▶ **WHAT THIS TASK INVOLVES**
Add 135 to each x and y coordinate in the answers, then write out everything from the start of the data down to and including the line that contains "[(355, 174)]", keeping each request with its answer and leaving the pictures out.

▶ **PROVIDED INFORMATION**
%%
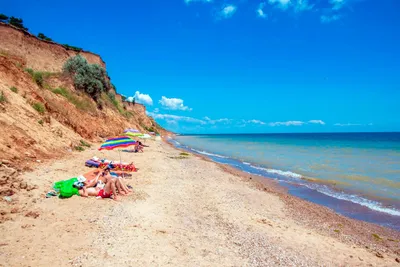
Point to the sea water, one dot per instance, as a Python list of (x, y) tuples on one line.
[(356, 174)]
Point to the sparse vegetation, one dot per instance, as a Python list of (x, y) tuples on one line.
[(377, 237), (85, 144), (79, 148), (90, 78), (77, 49), (17, 22), (30, 71), (2, 97), (39, 107), (3, 18), (44, 37), (80, 104), (38, 78)]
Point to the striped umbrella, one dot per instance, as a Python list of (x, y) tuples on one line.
[(131, 131), (133, 134), (117, 142)]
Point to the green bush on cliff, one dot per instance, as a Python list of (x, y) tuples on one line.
[(77, 49), (43, 37), (38, 78), (90, 78), (39, 107), (3, 18), (17, 22)]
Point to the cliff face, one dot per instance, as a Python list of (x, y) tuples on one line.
[(35, 121)]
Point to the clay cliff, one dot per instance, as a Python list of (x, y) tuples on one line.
[(47, 119)]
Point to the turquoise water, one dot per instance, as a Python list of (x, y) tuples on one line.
[(361, 168)]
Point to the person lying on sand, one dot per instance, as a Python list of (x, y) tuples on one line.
[(97, 177), (109, 191)]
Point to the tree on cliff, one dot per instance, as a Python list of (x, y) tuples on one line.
[(3, 18), (90, 78), (17, 22), (43, 37)]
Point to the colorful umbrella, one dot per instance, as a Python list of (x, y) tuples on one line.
[(117, 142), (131, 131), (133, 134), (145, 136)]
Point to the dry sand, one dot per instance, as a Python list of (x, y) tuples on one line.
[(184, 211)]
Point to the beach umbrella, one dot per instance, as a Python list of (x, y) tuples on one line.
[(145, 136), (130, 134), (118, 142), (131, 130)]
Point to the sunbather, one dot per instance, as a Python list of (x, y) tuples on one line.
[(108, 191), (103, 176)]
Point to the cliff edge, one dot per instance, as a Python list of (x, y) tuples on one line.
[(45, 118)]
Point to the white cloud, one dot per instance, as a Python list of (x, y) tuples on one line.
[(224, 120), (282, 4), (337, 4), (141, 99), (170, 118), (173, 103), (227, 11), (352, 124), (256, 122), (316, 122), (203, 1), (302, 5), (129, 99), (286, 123), (260, 11), (327, 18)]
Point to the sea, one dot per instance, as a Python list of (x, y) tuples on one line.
[(355, 174)]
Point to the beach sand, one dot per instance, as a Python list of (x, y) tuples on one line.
[(184, 211)]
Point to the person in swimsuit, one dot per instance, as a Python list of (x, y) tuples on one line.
[(97, 177), (109, 191)]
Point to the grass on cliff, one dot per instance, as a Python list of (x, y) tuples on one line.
[(3, 98), (39, 107), (111, 99), (39, 76), (81, 104)]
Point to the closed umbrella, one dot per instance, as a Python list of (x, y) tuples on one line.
%%
▶ **EXERCISE ANSWER**
Point to the sea water, one dot per instance, as a Python list of (x, y) tuples on one line.
[(491, 309)]
Point to the sparse vegetation, one dot per instance, as a Python list of (x, y) tuples on one line.
[(512, 372), (220, 279), (214, 283), (225, 213), (212, 184), (152, 157), (165, 206), (137, 232), (174, 242), (138, 153), (179, 172), (215, 239), (173, 213)]
Point to the striped umbrella, one dot per instance, as a Python list of (x, y) tuples on one line.
[(266, 266), (268, 269), (252, 277)]
Point to the green bush on cliff, one dot per instance, as a Python list of (x, y) tuples on one line.
[(212, 184), (178, 172), (173, 213), (225, 213), (174, 242), (138, 153), (152, 157)]
Point to the cliff face, one dot per instance, as a Python list of (x, y) tuples on one line.
[(170, 256)]
Point to the clay cliff, one dot per instance, as a Python list of (x, y) tuples on one line.
[(182, 254)]
Point to the turquoise water, one dot per instance, as a Python list of (x, y) tuples on one line.
[(496, 303)]
Point to the person lying on sand, one dot per instance, as a Python list of (x, y) tuples on one line.
[(232, 312), (244, 326)]
Point to the tree on cliff, one dot per instance, as a Python list of (x, y) tuples on one line.
[(138, 153), (225, 213), (152, 157), (178, 172)]
Point to the colorful umbrella, one dot per instance, as a Python list of (x, y) tuples on one line.
[(252, 277), (266, 266), (268, 269), (280, 271)]
Point to the dry sand, one dot per instance, as a Python list of (x, y) tuples on one line.
[(319, 346)]
Point to the beach umbrella, one dot per instance, as a Python list of (x, y) tuples on one line.
[(280, 271), (265, 269), (253, 277), (266, 265)]
Point to the sunbather, one dot per instance, as a Python list of (x, y) tuples on one line.
[(243, 326), (238, 311)]
Point to the cliff edge, one dot per instance, as a Python list of (x, y) tuples on one line.
[(180, 253)]
Point to the white cloud, one dot per instance, as a Python list of (x, y) tuples on one line.
[(359, 255), (417, 139), (472, 139), (276, 234), (305, 253), (308, 238), (362, 146), (487, 259), (391, 257), (451, 257), (338, 136), (437, 140), (264, 234), (421, 258), (395, 146), (462, 153)]
Point to the sea, one dot per instance, as a Python list of (x, y) tuples on one line.
[(490, 309)]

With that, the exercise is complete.